- [ABOUT THIS TASK]: Return the records exactly, with nothing added.

- [DATA FOR REVIEW]:
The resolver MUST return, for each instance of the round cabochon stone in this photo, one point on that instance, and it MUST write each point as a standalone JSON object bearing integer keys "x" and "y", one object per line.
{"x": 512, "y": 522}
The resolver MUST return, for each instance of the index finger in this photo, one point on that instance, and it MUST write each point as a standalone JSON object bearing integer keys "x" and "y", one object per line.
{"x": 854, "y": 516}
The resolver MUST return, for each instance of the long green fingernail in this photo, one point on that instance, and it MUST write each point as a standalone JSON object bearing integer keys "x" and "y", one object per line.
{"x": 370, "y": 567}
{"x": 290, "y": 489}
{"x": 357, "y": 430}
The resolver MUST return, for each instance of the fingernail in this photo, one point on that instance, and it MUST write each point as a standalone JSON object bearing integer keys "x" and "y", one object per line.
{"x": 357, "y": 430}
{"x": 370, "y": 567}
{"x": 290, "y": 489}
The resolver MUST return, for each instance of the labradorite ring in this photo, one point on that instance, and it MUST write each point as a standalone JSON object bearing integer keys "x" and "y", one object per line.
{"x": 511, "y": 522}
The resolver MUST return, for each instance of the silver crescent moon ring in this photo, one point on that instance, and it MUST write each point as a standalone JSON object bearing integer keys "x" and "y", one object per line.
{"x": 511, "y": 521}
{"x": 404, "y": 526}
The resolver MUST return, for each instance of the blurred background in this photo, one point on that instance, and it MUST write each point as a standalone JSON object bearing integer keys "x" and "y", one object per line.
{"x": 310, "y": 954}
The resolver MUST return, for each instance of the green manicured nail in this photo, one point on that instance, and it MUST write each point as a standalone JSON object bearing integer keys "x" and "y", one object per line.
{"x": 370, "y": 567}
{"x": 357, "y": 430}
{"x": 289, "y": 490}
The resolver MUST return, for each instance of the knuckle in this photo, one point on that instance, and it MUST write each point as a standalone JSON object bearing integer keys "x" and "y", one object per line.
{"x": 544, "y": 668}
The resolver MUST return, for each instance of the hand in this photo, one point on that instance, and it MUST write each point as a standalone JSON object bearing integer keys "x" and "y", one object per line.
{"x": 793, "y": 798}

- [EXERCISE SOLUTION]:
The resolver MUST return, for each instance of the round cabochon stone in this photo, one point on that instance, and it MUST write each point as a standalone JSON object bearing integer keys "x" and "y", one object per line.
{"x": 512, "y": 522}
The resolver MUST return, for each instance of the index finger in this photo, one point on that instance, and it MUST write each point as a standalone JSON object bearing integer keys "x" and "y", one object per line.
{"x": 854, "y": 516}
The resolver MUST return, for each instance of the long green fingernail in this photo, one point on that instance, and it MUST write each point as a standalone JSON object bearing integer keys "x" and "y", one object per line.
{"x": 370, "y": 567}
{"x": 290, "y": 489}
{"x": 357, "y": 430}
The resolver MUST return, for each instance of the fingernail in this photo, one point on that instance, and it MUST write each point as a standalone JSON object bearing integer keys "x" and "y", one object per line.
{"x": 357, "y": 430}
{"x": 370, "y": 567}
{"x": 290, "y": 489}
The resolver MUST return, for each instance of the labradorite ring in this photo, one point on that instance, and it MUST write each point as a standalone JSON object bearing integer keys "x" and "y", one object per line.
{"x": 511, "y": 522}
The resolver MUST return, for each instance of the silver crescent moon ring in this photo, one point on that instance, and it MUST write each point as a standalone JSON object bearing integer keys "x" and "y", one object per line.
{"x": 511, "y": 521}
{"x": 404, "y": 526}
The resolver MUST return, for each instance of the blurred background in this photo, one point on that instance, and it MUST write each point as a standalone JSON object bearing integer keys "x" and "y", one object per line.
{"x": 310, "y": 954}
The resolver MUST return, for each instance of the green manicured nail in this photo, one point on that instance, and it MUST write each point as a standalone JSON object bearing integer keys "x" and "y", one object per line.
{"x": 370, "y": 567}
{"x": 357, "y": 430}
{"x": 289, "y": 490}
The resolver MUST return, for each instance of the knuckle in this photo, one point on that instance, and it MUST write each point as a standalone JSON object bearing integer keys "x" and "y", one object per line.
{"x": 544, "y": 668}
The resolver MUST return, for each instance of the hand in this photo, one point on that instance, and it MUST write each point as a standalone JSON object bearing integer keys "x" and "y", one object per line.
{"x": 793, "y": 798}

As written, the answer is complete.